Lost Kubernetes cluster

Metric

Target

RPO

0 (configuration stored in git)

RTO

4 hours

Note

This applies to all Kubernetes clusters managed by crate/kubernetes-gitops.

If a cluster has been completely destroyed (accidentally or not), then it will need to be re-created, and all the things inside of it re-created separately.

Re-creating the clusters

Creation scripts for most of the clusters are held in the salt repo: https://github.com/crate/infrastructure/tree/master/scripts/k8s

Quick note on the objectives here:

  • Typically we are not using the latest Kubernetes Version and are always rather at the lower of what is supported by the kubernetes services. k8s manifests need to be aligned with the k8s version on the cluster!

  • We set a pod limit of 100 to have some space to grow. Be aware that this eats up a lot of IP addresses, by just starting a node.

  • ATM we run production on Ds16_v5 instances.

  • Make sure to have the three availability zones configured per nodepool.

  • Availability of the Kubernetes API is set to H/A.

  • Although the API is public we have white-listed a bunch of IP-addresses. For an administrator/user you need to have Wireguard VPN active. Our dynamic Jenkins-Runners pick an IP address out of this list, as they also need to have access to Kubernetes for deployments or to run maintenance jobs. 167.235.233.190/32,49.12.45.112/32,167.235.233.134/32,167.235.245.180/32,23.88.34.31/32,116.202.23.229/32,116.203.179.85/32,167.235.235.254/32,116.203.101.248/32,116.203.120.187/32,195.201.130.63/32,167.235.30.244/32

  • Kubernetes-admin Diagnostic logging is configured to log to the infra Storage Account in the region.

  • Kubernetes autoscaler is on for all of nodepools. On Azure is deployed per default with the AKS Cluster. On EKS we deploy it with flux from the kubernetes-gitops repository.

  • A dedicated system nodepool.

  • A worker nodepool.

  • A worker nodepool for shared instances, which has a special set of taints: cratedb=shared:NoSchedule. and lables: cratedb:shared.

Bootstrapping

Refer to the instructions in crate/kubernetes-gitops of the particular cluster (see branches).

Note

For infrastructure bootstrapping we rely on Flux v2, which has a Mozilla SOPS integration. The secrets we need for bootstrapping the Kubernetes Cluster (just a few) are SOPS’d by Azure KMS and age.

Re-creating customer clusters

Follow the instructions in Deleted Clusters to recover customer clusters.

_ _ _ _

→ TO DO:
1. List the nodepools that the Kubernetes cluster page says a re-created cluster has.
2. Reproduce the Kubernetes cluster page word for word, starting at "Re-creating the clusters" and continuing up to and including "on the cluster!".

Segmentation mask data

_ _ _ _

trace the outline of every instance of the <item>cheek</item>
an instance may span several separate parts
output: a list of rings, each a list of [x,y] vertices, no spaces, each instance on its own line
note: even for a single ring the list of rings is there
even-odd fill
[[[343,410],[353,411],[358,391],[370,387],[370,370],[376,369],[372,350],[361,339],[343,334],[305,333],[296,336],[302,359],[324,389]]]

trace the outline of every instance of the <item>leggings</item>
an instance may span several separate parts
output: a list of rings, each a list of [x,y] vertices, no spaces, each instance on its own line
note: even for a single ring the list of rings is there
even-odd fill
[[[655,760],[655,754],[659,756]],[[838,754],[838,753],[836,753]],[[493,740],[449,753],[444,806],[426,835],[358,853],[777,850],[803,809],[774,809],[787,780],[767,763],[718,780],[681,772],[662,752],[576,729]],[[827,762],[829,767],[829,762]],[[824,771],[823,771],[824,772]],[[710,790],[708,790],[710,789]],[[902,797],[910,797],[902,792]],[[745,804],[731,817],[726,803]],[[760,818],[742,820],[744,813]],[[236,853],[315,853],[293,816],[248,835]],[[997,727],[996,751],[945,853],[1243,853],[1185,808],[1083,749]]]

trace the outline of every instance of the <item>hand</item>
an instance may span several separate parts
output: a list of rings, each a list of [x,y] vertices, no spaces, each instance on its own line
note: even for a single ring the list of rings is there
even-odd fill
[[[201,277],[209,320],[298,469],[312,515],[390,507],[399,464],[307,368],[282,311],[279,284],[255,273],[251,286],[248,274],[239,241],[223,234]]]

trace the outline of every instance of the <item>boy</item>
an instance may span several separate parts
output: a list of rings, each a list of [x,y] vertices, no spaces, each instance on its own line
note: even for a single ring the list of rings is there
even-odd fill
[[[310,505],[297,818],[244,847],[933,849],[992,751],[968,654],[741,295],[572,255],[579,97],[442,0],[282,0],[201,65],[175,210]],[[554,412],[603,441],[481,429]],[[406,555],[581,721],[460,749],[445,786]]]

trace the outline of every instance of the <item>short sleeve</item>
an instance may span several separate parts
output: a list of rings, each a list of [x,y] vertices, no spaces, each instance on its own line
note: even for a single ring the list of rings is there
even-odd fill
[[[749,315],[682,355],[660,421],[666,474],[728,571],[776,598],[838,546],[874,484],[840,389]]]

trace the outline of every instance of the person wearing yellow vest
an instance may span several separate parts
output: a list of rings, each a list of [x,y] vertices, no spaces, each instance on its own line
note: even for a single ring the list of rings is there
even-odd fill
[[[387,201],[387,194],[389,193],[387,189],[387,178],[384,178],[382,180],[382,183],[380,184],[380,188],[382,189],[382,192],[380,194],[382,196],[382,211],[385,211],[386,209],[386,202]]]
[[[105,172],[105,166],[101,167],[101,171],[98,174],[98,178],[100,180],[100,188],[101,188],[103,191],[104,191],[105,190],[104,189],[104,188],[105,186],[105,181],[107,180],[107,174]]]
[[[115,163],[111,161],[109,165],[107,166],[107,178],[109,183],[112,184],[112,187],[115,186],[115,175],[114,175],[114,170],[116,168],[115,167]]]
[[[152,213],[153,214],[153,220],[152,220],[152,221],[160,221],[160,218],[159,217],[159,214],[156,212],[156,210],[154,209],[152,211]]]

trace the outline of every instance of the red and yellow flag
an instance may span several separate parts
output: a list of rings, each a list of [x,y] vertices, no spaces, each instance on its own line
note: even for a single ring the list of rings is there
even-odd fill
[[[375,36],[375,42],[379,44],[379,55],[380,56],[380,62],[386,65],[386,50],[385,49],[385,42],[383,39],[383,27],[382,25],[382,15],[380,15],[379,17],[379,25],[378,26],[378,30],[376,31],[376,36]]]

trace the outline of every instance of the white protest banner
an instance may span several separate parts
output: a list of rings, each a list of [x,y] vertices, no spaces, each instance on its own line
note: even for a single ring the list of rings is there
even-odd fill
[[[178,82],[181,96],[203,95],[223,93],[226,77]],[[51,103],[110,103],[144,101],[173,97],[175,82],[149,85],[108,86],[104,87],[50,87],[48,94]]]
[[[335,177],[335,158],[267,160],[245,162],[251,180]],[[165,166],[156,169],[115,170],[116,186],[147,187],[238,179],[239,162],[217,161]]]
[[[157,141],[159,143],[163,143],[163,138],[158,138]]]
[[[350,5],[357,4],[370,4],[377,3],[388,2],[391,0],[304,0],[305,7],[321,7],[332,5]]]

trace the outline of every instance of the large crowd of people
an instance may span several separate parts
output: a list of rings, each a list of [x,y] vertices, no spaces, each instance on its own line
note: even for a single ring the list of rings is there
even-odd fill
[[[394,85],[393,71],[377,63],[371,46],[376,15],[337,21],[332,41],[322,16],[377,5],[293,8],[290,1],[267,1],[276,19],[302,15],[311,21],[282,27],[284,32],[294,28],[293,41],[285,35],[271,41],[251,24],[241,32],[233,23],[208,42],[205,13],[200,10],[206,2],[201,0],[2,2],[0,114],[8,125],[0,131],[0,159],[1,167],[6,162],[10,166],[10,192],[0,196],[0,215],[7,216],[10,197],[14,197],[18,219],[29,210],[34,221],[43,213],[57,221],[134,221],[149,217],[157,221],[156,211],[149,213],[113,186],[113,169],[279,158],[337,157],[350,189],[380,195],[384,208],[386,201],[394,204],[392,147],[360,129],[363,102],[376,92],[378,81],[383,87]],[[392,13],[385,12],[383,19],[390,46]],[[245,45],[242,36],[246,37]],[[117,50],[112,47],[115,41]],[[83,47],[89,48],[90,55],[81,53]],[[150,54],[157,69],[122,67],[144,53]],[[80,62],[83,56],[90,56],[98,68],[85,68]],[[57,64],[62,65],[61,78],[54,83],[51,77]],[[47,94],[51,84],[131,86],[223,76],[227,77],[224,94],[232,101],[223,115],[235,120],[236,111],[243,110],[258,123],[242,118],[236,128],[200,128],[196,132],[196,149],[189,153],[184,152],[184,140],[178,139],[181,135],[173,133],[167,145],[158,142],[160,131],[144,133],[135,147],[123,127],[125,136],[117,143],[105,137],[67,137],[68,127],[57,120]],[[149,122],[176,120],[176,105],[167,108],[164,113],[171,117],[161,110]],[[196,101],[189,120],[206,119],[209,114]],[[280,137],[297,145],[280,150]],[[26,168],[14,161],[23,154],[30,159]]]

_ _ _ _

→ TASK ANSWERS:
1.
- A dedicated system nodepool
- A worker nodepool
- A worker nodepool for shared instances, with the taint cratedb=shared:NoSchedule and the label cratedb:shared

2.
Re-creating the clusters

Creation scripts for most of the clusters are held in the salt repo: https://github.com/crate/infrastructure/tree/master/scripts/k8s

Quick note on the objectives here:

  • Typically we are not using the latest Kubernetes Version and are always rather at the lower of what is supported by the kubernetes services. k8s manifests need to be aligned with the k8s version on the cluster!